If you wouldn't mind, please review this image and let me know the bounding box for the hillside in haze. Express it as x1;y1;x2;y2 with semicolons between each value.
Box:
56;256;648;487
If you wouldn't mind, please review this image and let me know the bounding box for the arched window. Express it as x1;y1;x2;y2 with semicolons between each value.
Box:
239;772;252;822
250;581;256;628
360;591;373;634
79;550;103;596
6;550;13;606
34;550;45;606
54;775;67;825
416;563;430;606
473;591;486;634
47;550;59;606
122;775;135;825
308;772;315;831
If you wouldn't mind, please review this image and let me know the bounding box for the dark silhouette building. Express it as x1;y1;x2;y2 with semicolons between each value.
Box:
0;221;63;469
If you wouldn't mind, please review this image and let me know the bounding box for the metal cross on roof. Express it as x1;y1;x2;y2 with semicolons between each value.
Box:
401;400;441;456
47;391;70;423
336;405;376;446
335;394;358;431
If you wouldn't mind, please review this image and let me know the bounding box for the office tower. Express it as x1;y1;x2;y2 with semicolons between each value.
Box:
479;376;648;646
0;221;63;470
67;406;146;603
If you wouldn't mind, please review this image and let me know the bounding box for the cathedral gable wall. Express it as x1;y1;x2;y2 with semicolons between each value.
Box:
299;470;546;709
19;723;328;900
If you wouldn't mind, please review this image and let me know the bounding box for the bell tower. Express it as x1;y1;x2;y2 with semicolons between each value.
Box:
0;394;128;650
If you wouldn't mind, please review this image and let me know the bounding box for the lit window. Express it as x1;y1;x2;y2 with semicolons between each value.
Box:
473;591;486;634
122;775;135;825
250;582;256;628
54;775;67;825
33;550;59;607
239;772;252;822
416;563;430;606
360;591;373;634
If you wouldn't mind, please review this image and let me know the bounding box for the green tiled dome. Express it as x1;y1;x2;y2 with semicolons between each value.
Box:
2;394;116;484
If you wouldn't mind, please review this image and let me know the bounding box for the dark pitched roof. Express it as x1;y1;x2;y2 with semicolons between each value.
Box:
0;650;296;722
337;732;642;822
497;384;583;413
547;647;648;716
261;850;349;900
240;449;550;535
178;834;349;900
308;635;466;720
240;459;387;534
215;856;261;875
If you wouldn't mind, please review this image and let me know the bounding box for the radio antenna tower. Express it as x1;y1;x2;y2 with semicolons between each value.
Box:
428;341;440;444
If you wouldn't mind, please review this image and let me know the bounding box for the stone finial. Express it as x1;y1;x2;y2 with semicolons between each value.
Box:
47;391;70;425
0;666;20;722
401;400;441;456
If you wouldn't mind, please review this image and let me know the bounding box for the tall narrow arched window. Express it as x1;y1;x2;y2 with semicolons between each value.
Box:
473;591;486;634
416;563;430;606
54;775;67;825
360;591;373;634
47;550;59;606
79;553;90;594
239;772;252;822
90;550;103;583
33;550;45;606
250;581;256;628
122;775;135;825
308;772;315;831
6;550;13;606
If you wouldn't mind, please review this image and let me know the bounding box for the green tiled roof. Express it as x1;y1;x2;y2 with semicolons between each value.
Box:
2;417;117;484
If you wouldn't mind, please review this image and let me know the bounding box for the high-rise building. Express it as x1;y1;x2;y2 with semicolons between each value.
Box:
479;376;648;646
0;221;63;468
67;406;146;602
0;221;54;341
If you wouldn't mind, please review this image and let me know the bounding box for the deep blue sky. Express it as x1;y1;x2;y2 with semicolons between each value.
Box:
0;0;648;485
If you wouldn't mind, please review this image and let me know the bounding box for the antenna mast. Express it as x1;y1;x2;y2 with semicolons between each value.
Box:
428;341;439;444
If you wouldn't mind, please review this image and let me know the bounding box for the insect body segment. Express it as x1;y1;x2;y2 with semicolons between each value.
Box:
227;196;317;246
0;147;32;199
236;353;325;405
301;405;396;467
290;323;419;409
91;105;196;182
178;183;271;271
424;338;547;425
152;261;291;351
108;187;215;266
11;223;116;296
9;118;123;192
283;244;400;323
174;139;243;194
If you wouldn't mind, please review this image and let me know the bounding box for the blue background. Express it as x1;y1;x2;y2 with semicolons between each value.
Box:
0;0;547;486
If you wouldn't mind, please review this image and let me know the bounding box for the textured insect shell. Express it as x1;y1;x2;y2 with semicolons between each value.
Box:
● ● ● ● ●
§ **Set problem**:
State how many lines of the records above contain the string "insect", counting only matches with the same letter case, and give only that number.

§ **Solution**:
2